• **PROBLEM A**:
Answer these questions using the mailing-list message below:
(i) Which company is named in the signature of the reply at the top?
(ii) Which existing components would the proposed changes affect?
(iii) In the "legal" case, what does the user fork the end of the new pipeline with?

• **READING PASSAGE**:

Skip to main content

[Date Prev][Date Next][Thread Prev][Thread Next][Date Index][Thread Index] [List Home]
RE: [smila-dev] RE: FYI :: new feature :: Message Resequencer

Hi igor,

> illegal parallel pipelining
I'm currently updating the wiki and splitting section clustering, complex processing chain into two.

So, bare with me a little longer and then I will post it here when done.


> the other ideas
Bear with me a little longer, unfortunately I don't have parallel workflows in my brain yet... ;)
But I think I have a good idea.

Kind regards
Thomas Menzel @ brox IT-Solutions GmbH


> -----Original Message-----
> From: smila-dev-bounces@xxxxxxxxxxx [mailto:smila-dev-
> bounces@xxxxxxxxxxx] On Behalf Of Igor.Novakovic@xxxxxxxxxxx
> Sent: Freitag, 9. Oktober 2009 11:19
> To: smila-dev@xxxxxxxxxxx
> Subject: AW: [smila-dev] RE: FYI :: new feature :: Message Resequencer
> 
> Hi Tom,
> 
> 
> > a) Parallel workflows should be totally legitimate and not illegal.
> >
> > Imagine that you want to process a record in two completely different
> ways ending
> > up in diff indexes. Why should we force it to run in serial fashion
> if
> the
> > customer provides the computing power?
> There are two "flavors" of this use case:
> 1) The "illegal" one:
> The user defines two pipelines that contain several preprocessing
> pipelets and an indexing service at the end of each pipeline.
> This case is "illegal" because
> 	a) We must assume that each preprocessing pipelet updates the
> record.
> 	b) Now if those two pipelines are running simultaneously the
> record would be arbitrary updated by _all_ the pipelets and no
> predictable result/workflow can be guaranteed.
> 
> 2) The "legal" one:
> If the user really wants to store the record in two or more different
> indexes than all he has to do is to construct the pipeline that does
> some (complex) preprocessing (by merging the two pipelines) and at the
> end of the new pipeline simply fork it with two index writer pipelets.
> 
> 
> 
> > Also the router explicitly allows several Send tasks in its config,
> which we would
> > have to take out.
> IMO we should take it out. It just causes problems by "seducing" the
> user to run into this pitfall.
> 
> 
> 
> > b) following your discussion it seems to me that you slowly approach
> the idea
> > where you need to register first and unregister at the end, albeit
> you
> use the
> > terms (un)lock and move the functionality into existing components.
> Yes, the proposed changes would affect already existing components like
> blackboard, connectivity and listener.
> But there is one important difference between locking and registering:
> By locking the record we also prevent having it changed simultaneously
> in the preprocessing part of the process.
> By registering operations you would eventually only keep the order of
> them but still be unable to prevent their parallel execution and
> therefore arbitrary updates of the record.

• **PROBLEM B**: Extract every line of the records below that contains the string "camouflage". Case counts.

• **RECORDS SHOWN**:
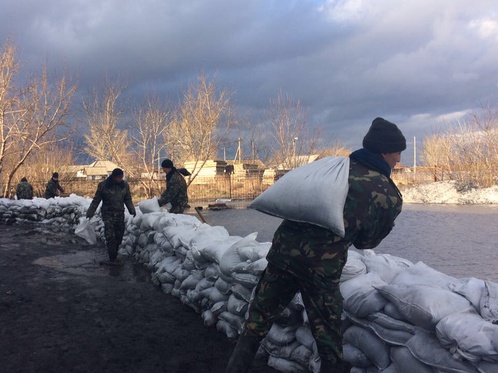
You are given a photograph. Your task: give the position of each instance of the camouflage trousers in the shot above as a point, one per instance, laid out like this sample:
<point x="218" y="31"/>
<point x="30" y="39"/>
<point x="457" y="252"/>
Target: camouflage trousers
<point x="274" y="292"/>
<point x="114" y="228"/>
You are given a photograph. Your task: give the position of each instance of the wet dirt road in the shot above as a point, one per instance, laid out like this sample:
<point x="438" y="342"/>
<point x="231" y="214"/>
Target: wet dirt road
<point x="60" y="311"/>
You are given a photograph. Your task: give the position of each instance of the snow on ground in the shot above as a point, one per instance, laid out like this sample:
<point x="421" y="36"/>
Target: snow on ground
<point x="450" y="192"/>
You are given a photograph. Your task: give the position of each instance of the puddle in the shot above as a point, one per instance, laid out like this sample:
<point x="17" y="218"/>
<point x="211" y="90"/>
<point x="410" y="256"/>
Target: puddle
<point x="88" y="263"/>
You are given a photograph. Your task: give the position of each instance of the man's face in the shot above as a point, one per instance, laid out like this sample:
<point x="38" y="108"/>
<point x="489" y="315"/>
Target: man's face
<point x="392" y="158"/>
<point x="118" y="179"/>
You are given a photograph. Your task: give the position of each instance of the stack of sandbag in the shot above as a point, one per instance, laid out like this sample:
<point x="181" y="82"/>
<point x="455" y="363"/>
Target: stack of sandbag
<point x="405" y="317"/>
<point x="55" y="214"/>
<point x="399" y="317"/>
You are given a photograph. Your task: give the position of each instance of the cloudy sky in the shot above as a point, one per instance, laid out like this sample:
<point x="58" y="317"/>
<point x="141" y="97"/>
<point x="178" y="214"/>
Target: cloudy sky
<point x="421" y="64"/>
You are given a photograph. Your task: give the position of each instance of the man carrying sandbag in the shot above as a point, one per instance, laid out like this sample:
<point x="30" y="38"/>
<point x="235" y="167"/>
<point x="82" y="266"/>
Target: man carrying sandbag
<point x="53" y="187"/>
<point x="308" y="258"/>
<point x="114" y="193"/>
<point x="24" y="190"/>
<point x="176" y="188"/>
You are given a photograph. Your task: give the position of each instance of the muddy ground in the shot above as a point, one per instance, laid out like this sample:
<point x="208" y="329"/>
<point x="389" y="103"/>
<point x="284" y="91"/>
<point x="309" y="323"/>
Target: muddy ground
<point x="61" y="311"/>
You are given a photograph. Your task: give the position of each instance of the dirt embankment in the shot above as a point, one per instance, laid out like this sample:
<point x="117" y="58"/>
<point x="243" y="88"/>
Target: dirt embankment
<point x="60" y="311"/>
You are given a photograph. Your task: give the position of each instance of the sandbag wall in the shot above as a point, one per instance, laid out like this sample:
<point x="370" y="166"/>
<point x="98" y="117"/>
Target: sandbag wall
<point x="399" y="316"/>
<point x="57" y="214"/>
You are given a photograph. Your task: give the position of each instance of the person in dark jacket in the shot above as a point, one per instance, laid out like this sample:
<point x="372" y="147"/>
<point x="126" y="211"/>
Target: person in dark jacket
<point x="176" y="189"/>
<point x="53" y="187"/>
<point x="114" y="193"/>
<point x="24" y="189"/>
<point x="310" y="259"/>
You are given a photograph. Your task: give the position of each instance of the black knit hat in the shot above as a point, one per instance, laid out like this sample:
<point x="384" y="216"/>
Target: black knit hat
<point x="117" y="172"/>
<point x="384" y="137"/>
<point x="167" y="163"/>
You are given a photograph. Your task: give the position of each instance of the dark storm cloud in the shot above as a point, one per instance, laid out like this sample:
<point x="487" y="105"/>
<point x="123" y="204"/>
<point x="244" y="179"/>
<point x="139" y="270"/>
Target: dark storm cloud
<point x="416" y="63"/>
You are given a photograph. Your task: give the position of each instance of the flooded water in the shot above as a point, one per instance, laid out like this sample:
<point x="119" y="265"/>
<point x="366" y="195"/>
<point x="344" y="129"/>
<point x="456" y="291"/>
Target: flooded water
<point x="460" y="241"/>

• **COMPLETE RESPONSE A**:
(i) brox IT-Solutions GmbH
(ii) Blackboard, connectivity and listener
(iii) Two index writer pipelets

• **COMPLETE RESPONSE B**:
You are given a photograph. Your task: give the position of each instance of the camouflage trousers in the shot above as a point, one per instance, laid out like this sample:
Target: camouflage trousers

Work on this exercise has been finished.